## Instructions for the task
Pick out every line in the records below that contains the word "green", and copy each of those lines.

## Entries
..........

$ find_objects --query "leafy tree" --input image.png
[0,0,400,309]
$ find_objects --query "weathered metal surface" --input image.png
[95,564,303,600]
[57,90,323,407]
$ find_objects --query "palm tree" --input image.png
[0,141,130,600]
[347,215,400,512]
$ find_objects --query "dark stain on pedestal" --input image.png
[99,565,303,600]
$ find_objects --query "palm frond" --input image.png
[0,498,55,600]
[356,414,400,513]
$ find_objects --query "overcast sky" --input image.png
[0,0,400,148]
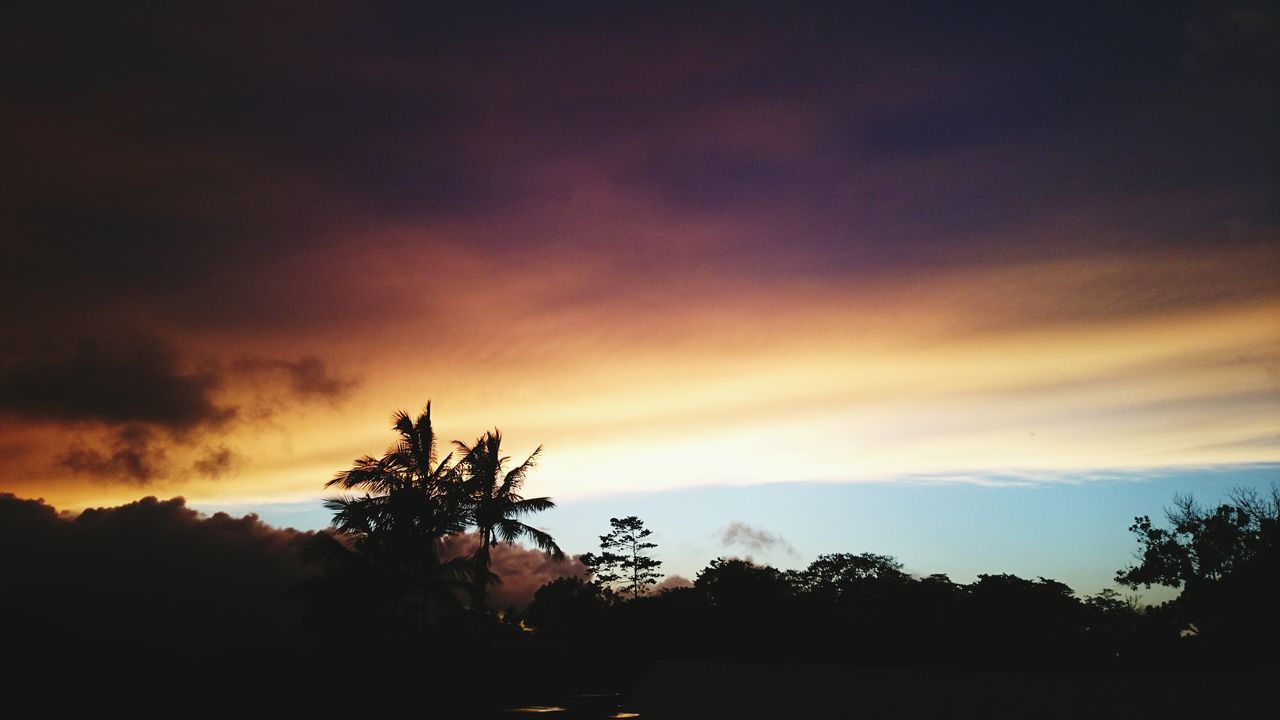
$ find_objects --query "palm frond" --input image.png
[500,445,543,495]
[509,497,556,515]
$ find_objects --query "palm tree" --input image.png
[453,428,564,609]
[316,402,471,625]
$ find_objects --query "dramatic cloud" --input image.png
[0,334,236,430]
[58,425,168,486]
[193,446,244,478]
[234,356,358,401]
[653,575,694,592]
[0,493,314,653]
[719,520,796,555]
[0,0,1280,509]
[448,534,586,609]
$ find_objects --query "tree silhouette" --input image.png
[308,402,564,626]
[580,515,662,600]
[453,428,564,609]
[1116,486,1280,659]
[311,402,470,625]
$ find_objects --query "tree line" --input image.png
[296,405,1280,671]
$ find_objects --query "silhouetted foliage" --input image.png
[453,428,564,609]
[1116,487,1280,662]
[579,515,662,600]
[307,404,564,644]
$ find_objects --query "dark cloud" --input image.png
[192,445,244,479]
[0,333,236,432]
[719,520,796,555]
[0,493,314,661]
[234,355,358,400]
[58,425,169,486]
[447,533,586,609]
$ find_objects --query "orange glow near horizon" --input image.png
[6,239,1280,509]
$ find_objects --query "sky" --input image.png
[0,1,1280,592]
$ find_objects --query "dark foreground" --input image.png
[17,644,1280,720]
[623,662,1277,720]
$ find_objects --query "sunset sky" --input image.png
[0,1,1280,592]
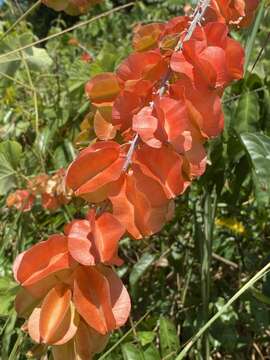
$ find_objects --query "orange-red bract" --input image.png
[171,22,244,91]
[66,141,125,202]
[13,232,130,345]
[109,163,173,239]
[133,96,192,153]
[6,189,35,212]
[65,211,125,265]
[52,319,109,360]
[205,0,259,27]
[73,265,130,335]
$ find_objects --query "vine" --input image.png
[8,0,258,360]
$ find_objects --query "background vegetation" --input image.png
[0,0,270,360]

..........

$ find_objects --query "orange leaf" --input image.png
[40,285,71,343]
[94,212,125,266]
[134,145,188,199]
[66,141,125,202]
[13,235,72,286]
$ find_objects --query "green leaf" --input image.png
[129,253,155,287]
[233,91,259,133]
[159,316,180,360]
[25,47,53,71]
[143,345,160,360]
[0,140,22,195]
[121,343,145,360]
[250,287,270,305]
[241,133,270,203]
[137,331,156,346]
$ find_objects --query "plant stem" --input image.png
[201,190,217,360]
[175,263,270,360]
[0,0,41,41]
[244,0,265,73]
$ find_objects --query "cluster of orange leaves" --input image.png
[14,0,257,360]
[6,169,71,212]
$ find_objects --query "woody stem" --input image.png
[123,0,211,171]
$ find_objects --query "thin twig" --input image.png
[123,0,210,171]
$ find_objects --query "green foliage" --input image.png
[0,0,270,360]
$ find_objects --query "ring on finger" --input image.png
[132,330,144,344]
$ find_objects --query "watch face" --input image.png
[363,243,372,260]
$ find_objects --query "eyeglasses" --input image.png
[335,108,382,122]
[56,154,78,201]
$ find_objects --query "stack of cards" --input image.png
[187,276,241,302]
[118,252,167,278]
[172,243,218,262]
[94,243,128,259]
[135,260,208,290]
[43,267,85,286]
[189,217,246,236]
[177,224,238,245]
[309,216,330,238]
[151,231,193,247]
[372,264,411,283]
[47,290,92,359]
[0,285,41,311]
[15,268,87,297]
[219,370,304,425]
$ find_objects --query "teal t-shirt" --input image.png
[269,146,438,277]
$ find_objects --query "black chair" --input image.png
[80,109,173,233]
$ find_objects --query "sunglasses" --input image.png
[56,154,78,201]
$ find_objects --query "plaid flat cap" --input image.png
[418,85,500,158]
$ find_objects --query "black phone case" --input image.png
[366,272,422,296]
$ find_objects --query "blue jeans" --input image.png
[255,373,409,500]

..........

## Written reply
$ find_objects --query "green leaf" --input image.png
$ find_objects --query "green foliage" --input image.png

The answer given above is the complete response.